#### [Given data]
=== Section Start ===
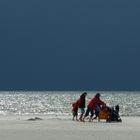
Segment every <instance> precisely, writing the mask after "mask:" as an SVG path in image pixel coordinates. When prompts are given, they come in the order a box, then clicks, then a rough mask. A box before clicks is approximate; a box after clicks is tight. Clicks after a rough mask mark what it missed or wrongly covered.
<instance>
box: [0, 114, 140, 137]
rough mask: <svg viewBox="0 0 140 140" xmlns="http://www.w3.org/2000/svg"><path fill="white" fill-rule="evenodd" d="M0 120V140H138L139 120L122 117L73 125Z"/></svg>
mask: <svg viewBox="0 0 140 140" xmlns="http://www.w3.org/2000/svg"><path fill="white" fill-rule="evenodd" d="M29 118H31V117H30V116H26V117H19V116H18V117H0V140H139V139H140V117H122V120H123V122H122V123H106V122H104V121H101V122H97V121H94V122H92V123H89V122H84V123H83V122H74V121H72V120H71V118H67V119H64V118H53V119H51V118H46V117H43V116H41V118H42V119H43V120H36V121H27V119H29Z"/></svg>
=== Section End ===
Print the records exactly, every one. Leave out the pictures.

#### [Problem solution]
Segment every <instance> precisely, writing the mask after "mask:" as an SVG path in image pixel coordinates. When prompts are given, they come in the order a box, then clicks, then a rough mask. A box before clicks is approximate; a box after clicks is tight. Clicks after a rough mask mark what it missed or wrongly covered.
<instance>
box: [0, 114, 140, 137]
rough mask: <svg viewBox="0 0 140 140" xmlns="http://www.w3.org/2000/svg"><path fill="white" fill-rule="evenodd" d="M0 120V140H138L139 120L122 117L73 125Z"/></svg>
mask: <svg viewBox="0 0 140 140" xmlns="http://www.w3.org/2000/svg"><path fill="white" fill-rule="evenodd" d="M29 118H31V117H30V116H26V117H19V116H18V117H0V140H139V139H140V117H122V120H123V122H122V123H106V122H104V121H101V122H97V121H94V122H92V123H89V122H84V123H83V122H74V121H72V120H71V118H67V119H64V118H53V119H51V118H46V117H43V116H41V118H42V119H43V120H36V121H27V119H29Z"/></svg>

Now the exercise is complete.